Given records:
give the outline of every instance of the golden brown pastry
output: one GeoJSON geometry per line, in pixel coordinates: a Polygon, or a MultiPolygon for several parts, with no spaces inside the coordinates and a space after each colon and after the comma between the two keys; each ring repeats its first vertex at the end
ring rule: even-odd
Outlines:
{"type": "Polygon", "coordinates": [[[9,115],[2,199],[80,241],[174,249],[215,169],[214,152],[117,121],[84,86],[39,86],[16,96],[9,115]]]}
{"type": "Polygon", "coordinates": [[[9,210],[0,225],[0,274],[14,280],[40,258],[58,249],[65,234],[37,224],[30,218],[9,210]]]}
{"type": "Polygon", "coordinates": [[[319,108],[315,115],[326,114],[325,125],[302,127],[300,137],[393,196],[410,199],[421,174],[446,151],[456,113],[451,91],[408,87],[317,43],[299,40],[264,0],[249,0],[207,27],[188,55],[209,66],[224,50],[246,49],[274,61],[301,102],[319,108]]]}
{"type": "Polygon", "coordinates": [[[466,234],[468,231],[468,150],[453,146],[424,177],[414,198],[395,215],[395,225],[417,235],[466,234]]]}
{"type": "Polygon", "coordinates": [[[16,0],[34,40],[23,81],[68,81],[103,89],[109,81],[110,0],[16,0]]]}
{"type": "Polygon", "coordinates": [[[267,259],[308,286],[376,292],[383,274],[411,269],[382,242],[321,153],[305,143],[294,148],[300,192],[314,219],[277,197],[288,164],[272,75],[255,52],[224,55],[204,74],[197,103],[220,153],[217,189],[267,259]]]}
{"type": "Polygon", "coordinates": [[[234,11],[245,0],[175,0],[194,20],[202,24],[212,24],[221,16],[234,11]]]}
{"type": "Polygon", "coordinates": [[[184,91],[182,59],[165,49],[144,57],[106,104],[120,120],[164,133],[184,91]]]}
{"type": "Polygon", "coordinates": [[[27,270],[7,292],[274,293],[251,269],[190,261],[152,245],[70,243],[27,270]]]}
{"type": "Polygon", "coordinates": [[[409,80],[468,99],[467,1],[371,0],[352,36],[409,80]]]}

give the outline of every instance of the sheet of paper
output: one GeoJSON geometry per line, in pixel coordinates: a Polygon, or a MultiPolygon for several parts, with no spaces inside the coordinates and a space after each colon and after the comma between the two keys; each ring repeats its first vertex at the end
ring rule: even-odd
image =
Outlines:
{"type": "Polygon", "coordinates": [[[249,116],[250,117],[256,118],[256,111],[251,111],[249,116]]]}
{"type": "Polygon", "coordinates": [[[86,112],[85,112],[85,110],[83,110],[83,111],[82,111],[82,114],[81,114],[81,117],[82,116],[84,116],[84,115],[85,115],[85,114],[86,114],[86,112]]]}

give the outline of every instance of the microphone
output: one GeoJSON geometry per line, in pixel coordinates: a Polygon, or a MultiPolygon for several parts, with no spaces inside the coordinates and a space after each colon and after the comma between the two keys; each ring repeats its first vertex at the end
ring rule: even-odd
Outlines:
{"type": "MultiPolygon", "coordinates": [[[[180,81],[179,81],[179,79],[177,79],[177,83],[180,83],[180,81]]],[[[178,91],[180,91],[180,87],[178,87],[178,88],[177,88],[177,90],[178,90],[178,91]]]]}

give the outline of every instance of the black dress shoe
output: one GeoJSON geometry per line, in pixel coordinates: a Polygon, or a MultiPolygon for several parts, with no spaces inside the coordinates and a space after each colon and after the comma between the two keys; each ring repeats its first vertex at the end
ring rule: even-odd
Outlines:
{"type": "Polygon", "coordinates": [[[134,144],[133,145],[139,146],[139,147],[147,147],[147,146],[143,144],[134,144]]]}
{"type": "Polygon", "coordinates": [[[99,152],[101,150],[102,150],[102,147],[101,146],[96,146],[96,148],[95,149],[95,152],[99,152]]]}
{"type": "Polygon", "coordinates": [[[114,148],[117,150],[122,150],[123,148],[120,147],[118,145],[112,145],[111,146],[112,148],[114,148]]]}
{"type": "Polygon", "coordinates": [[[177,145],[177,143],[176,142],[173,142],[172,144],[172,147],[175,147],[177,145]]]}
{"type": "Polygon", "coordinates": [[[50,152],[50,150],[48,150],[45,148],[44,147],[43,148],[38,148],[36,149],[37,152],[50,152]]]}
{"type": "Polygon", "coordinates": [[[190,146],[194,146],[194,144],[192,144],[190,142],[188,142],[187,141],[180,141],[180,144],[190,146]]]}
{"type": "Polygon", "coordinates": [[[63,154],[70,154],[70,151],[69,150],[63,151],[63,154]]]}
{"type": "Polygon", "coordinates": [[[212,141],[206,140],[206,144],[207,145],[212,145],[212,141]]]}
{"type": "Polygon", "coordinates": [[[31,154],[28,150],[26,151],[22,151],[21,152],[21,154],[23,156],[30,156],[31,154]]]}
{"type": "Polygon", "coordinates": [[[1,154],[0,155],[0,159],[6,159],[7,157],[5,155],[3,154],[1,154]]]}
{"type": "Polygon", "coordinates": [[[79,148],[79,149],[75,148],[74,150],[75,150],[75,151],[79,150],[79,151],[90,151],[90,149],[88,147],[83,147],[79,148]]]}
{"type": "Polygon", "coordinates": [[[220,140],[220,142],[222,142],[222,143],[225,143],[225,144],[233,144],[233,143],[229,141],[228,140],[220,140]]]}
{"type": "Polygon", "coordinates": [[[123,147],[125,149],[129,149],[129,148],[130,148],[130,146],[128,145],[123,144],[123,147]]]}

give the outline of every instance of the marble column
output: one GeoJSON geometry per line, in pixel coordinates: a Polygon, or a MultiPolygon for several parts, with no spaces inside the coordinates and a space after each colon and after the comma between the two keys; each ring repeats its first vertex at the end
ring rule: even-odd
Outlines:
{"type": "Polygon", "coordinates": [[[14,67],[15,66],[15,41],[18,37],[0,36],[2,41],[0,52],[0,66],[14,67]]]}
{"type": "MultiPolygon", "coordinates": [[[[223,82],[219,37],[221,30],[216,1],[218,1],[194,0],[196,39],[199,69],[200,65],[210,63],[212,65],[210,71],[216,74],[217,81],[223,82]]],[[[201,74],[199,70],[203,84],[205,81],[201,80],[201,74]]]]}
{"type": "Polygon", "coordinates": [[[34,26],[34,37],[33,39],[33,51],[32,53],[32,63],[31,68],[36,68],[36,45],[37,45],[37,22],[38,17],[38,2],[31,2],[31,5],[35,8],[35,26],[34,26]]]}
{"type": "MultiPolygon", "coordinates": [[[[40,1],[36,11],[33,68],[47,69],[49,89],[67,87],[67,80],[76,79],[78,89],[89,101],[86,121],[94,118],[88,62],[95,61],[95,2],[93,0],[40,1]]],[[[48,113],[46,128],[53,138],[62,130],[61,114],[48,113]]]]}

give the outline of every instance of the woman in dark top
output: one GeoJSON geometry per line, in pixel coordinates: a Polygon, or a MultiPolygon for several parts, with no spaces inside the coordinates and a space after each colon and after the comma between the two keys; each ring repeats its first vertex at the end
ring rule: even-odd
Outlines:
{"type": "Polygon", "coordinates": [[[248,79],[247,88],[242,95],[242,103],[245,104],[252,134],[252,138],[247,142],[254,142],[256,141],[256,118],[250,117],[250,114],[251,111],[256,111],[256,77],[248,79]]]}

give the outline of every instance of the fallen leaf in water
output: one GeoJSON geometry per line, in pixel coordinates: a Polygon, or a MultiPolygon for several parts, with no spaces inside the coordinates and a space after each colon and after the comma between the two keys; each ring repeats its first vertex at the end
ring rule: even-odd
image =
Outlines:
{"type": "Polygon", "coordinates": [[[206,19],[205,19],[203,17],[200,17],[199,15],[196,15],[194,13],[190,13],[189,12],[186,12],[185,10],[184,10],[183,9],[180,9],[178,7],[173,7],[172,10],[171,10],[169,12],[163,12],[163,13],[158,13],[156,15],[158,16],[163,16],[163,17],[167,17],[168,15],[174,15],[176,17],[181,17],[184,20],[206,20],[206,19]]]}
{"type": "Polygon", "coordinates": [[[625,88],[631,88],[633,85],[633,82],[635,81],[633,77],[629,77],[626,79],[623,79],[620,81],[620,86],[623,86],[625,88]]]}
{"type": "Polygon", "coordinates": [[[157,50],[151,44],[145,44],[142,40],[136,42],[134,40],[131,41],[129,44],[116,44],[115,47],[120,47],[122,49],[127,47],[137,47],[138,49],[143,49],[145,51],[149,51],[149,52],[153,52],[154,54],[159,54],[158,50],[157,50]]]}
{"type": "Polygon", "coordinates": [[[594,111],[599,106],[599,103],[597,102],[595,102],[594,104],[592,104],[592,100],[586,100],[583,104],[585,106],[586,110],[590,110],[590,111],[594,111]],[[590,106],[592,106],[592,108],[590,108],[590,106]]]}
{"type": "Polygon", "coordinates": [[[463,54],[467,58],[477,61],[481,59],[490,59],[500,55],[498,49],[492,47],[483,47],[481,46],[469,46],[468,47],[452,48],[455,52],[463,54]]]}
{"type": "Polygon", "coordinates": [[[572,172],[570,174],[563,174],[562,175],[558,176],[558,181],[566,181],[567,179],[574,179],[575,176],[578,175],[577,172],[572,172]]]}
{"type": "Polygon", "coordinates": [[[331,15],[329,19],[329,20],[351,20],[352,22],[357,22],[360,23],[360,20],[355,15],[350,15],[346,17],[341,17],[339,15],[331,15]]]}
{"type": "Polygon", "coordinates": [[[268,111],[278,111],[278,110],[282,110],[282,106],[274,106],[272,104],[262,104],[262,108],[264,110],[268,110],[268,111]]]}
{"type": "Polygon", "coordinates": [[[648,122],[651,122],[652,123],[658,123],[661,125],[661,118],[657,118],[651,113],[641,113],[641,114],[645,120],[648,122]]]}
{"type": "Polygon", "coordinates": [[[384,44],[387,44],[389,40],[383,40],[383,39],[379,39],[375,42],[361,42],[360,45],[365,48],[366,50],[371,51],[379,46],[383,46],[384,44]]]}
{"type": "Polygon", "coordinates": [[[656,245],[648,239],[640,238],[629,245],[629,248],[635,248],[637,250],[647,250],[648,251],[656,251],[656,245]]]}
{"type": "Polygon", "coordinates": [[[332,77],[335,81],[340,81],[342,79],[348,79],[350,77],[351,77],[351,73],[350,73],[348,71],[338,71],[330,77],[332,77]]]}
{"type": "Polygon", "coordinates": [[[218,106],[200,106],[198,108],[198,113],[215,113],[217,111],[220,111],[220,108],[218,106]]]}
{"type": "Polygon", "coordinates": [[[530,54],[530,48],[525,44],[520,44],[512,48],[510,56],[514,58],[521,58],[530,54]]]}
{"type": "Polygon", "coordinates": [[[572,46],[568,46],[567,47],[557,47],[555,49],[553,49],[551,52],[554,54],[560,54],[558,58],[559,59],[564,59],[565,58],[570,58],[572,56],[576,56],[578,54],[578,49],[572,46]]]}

Task objective: From the listing above, pull out each line containing the word "every".

Exercise result:
give the outline of every instance of the golden brown pastry
give the outline of every instance of the sheet of paper
give the outline of every instance of the microphone
give the outline of every instance of the black dress shoe
give the outline of every instance of the marble column
give the outline of every instance of the woman in dark top
give the outline of every instance of the fallen leaf in water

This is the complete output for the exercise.